◆ PROBLEM TO WORK ON:
Exactly as written, retype the listing below, omitting the pictures.

>> begin

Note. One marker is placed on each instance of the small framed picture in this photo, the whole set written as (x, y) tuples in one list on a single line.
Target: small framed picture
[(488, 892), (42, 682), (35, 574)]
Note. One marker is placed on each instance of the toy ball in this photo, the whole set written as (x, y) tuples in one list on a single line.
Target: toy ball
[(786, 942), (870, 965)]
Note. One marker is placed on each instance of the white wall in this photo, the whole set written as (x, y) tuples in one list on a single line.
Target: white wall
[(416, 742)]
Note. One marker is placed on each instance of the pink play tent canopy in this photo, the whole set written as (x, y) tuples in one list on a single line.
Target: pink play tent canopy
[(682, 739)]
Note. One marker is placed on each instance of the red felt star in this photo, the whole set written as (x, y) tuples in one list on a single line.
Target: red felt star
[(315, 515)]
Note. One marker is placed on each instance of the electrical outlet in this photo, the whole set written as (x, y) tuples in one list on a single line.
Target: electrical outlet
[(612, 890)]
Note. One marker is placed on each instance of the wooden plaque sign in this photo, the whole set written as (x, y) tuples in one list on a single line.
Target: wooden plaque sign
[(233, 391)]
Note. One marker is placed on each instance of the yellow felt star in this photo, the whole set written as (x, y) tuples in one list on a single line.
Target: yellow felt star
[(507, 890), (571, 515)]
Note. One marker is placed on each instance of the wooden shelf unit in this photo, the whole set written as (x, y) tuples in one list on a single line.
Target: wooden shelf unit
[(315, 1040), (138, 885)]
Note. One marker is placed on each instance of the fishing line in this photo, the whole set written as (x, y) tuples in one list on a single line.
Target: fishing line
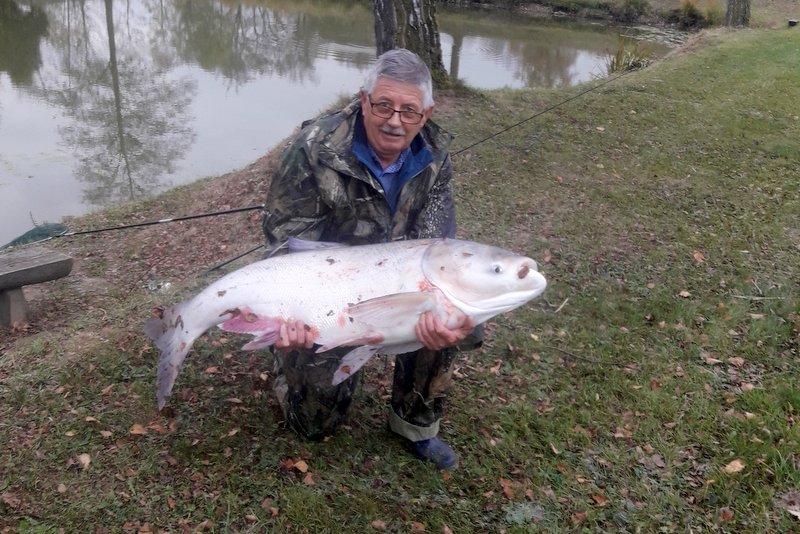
[(162, 221), (261, 206), (542, 112)]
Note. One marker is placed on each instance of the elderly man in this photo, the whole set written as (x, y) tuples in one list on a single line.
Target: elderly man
[(376, 171)]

>> end

◆ EXPECTED OUTPUT:
Note. One marker is placed on each instance of the small framed picture in this photo, the whole set written as (x, y) tuples in one list on a single line.
Target: small framed picture
[(488, 892), (42, 682), (35, 574)]
Note. One marker is placed on each instance of the toy ball in this photo, the whole set written as (x, y) tuples in one list on a single line.
Target: toy ball
[(786, 942), (870, 965)]
Note. One marker is placed on each instance of the white wall in this photo, the whole set written as (x, y) tuples in one list on a single line.
Target: white wall
[(416, 742)]
Note. One marker is placed on each instance of the pink play tent canopy in this photo, the whole set written as (x, y) tuples in one list on a single line.
Target: pink play tent canopy
[(682, 739)]
Note. One marker is placed on each instance of the red felt star in this photo, the whole set written as (x, y) tuples in one list on a single line.
Target: red felt star
[(315, 515)]
Note. One marker is placed on each instance of the electrical outlet in this photo, the whole set written as (x, y) tuples in one list on a single line.
Target: electrical outlet
[(612, 890)]
Note. One marker is placed on each instance of the wooden plaque sign in this photo, the whole set written as (x, y) tuples in one list on a single line.
Target: wooden plaque sign
[(233, 391)]
Note. One marker is placed on each instance of the yellow felt star in this photo, the whole set written as (x, y) tuples in one list on a single line.
Target: yellow felt star
[(507, 890), (571, 515)]
Note. One marker is placed on each instance of the wooden shelf unit in this photo, the whole set written as (x, y) tuples in one list on a single line.
Target: wooden shelf unit
[(315, 1040), (138, 885)]
Note. One marker is placed on each instance of the fishing line in this photo, the whole set written as (x, y) tuples in one list on a single line.
Target: fishing line
[(162, 221), (261, 206), (542, 112)]
Note. One marker is placed on each instance of the elderly man in this photo, the whole set written as (x, y) tuples in one list on a single line.
Target: elderly man
[(376, 171)]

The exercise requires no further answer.